Assigned task:
Starting with the first line, transcribe the material exactly through to the last.
#### Information provided ####
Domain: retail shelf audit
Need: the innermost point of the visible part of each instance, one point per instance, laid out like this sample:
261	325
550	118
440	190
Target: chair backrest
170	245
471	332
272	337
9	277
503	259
####
Written answer:
Domain: retail shelf audit
Need: the innermost point of the visible part of each instance, one point per instance, laid out like this sample:
261	325
550	118
440	190
Target: chair backrest
170	245
471	332
272	337
9	277
503	259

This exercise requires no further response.